(begin)
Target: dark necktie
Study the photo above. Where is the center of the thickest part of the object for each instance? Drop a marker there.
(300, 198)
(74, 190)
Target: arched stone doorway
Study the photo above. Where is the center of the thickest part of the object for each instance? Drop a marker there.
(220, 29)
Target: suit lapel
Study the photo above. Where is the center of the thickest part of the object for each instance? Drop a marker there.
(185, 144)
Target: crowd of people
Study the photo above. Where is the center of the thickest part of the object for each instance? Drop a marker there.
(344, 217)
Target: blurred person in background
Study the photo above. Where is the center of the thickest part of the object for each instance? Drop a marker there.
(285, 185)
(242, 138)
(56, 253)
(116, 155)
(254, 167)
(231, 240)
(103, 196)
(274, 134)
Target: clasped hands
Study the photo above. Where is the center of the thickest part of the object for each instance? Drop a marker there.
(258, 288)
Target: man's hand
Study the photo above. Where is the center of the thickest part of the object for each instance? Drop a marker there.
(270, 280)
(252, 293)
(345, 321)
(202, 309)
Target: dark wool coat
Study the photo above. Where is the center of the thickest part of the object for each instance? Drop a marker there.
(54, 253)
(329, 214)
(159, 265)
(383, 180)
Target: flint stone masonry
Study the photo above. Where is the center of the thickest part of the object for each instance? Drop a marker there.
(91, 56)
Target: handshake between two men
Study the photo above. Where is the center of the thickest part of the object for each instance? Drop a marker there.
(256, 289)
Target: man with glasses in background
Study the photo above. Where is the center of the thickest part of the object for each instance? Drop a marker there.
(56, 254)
(end)
YOUR GOAL
Copy out word for word everything from the line containing "Target: handshake between two men" down to the end of the records.

RIGHT ANSWER
Target: handshake between two men
Study the photo above. Where is the center of the thickest part of the object for each instance? Drop a marker there.
(256, 289)
Target: man with glasses in background
Study the photo above. Where is the center of the thickest part of the object for each instance? Drop a marker there.
(56, 254)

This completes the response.